── PROVIDED PASSAGE ──

Functions and Runtimes

Functions are the logical description of something that the platform may execute and track for you. A function may represent code to run as a job, an ML model inference to be used as batch procedure or as a service, a data validation, etc.

In the platform we perform actions over functions (also referred to as "tasks"), such as job execution, deploy, container image build. A single action execution is called run, and the platform keeps track of these runs, with metadata about function version, operation parameters, and runtime parameters for a single execution.

They are associated with a given runtime, which implements the actual execution and determines which actions are available. Examples are DBT, Nefertem, Python, etc. Runtimes are highly specialized components which can translate the representation of a given execution, as expressed in the run, into an actual execution operation performed via libraries, code, external tools etc.

Runtimes define the key point of extension of the platform: new runtimes may be added in order to implement the low-level logic of "translating" the high level operation definition into an executable run. For example, DBT runtime allows for defining the transformation as a task that, given the input table reference, produces a datastt appyling the function defined as SQL code. The runtime in this case is responsible for converting the specification and the references to a dedicated Kubernetes Job that runs DBT transformation and stores the corresponding dataset.

The set of the supported runtimes is documented in Runtimes References section. Independently of the specific runtime implementation, the flow of actions with respect to the function definition and execution is the following:

define a new function providing its name, runtime, definition (e.g., source code), and configuration (e.g., dependencies). The function definition is saved by the project. Each change to the function spec creates a new function version so that the executions of different function versions are independently tracked.
execute a task over the function providing the configuration of the task (e.g., the K8S resources needed for the execution), the execution parameters and inputs (if any). This creates a new task specification and a new run instance tracked by the platform.

The definition and execution of the functions may be performed either via UI or via Python SDK.

Management via UI

Functions

Functions can be created and managed as entities from the console. You can access them from the dashboard or the left menu. You can:

create a new function
expand a function to see its 5 latest versions
show the details of a function
edit a function
delete a function
filter functions by name and kind

Function list

Here we analyze how to create, read, update and delete functions using the UI, similarly to what can be done through the SDK.

Create

Click CREATE and a form will be shown:

Function form

Mandatory fields are:

Name: name and identifier of the function
Kind: kind of function

Metadata fields are optional and may be updated later.

───

■ **INSTRUCTIONS**:
• 1. Reproduce the passage on functions and runtimes from "Runtimes define the" up to and including "the corresponding dataset.", changing "SQL code" to "Python code".
• 2. Find each line in the listing containing the string "whiteboard", treating uppercase and lowercase as distinct, and copy those lines.

── LISTING ──

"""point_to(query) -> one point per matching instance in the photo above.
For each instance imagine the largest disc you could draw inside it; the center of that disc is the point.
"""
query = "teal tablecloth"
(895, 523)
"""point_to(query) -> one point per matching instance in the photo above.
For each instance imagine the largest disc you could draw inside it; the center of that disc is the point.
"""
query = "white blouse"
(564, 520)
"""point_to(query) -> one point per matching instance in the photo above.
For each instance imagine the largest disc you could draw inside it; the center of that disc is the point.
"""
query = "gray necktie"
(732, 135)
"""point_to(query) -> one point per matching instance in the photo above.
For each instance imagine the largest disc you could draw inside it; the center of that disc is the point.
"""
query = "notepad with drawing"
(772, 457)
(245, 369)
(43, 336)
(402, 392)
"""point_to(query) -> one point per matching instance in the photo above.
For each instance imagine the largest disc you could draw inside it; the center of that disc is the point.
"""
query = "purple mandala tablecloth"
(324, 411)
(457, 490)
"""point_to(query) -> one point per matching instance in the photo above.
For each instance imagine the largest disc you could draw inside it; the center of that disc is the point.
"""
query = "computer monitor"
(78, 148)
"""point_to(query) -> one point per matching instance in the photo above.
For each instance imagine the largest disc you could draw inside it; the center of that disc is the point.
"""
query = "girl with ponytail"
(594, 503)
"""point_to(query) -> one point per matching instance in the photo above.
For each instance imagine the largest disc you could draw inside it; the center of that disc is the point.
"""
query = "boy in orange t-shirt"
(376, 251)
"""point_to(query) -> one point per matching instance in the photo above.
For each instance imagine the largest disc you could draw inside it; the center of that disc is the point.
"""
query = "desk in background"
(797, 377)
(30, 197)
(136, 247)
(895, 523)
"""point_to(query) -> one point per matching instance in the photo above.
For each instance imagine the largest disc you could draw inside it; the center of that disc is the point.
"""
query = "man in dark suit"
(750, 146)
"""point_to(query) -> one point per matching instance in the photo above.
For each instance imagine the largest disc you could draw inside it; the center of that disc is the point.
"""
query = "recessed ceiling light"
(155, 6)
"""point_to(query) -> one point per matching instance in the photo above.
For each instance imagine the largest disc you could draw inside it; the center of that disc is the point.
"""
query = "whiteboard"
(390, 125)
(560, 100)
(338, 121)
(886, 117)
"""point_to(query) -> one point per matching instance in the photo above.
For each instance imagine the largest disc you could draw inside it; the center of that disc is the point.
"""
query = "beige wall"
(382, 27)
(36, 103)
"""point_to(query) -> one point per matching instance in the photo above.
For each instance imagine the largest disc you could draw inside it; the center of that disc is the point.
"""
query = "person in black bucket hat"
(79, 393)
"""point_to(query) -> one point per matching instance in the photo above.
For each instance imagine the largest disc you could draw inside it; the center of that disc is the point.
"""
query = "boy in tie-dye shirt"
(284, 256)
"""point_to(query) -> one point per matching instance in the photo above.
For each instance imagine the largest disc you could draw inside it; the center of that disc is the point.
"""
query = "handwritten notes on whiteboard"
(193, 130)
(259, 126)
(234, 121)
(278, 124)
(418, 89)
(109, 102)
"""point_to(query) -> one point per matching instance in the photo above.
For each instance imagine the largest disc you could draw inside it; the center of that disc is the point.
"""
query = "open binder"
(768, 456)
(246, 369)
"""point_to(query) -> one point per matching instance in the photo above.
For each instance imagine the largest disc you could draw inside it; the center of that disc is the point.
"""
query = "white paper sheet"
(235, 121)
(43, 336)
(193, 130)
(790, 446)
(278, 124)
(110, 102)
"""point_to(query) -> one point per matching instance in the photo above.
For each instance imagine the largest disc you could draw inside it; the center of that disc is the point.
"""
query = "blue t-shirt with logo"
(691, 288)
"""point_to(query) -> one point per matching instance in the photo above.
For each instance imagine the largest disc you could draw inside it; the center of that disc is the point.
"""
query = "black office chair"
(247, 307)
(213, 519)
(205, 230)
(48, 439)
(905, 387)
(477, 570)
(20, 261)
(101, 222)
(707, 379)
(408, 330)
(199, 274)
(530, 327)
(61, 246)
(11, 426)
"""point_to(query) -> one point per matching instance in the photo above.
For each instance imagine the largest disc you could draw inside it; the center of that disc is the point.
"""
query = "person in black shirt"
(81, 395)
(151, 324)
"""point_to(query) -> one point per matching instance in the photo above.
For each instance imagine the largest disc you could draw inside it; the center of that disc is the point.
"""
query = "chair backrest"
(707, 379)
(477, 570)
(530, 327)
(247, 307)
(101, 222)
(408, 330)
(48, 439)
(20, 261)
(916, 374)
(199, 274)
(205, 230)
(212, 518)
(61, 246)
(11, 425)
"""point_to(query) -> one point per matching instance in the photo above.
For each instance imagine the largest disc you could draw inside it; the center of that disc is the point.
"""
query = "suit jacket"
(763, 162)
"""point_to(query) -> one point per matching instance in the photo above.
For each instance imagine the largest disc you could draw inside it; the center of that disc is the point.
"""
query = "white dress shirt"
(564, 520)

───

■ **ANSWERS FOR THIS EXERCISE**:
• 1.
Runtimes define the key point of extension of the platform: new runtimes may be added in order to implement the low-level logic of "translating" the high level operation definition into an executable run. For example, DBT runtime allows for defining the transformation as a task that, given the input table reference, produces a datastt appyling the function defined as Python code. The runtime in this case is responsible for converting the specification and the references to a dedicated Kubernetes Job that runs DBT transformation and stores the corresponding dataset.

• 2.
query = "whiteboard"
query = "handwritten notes on whiteboard"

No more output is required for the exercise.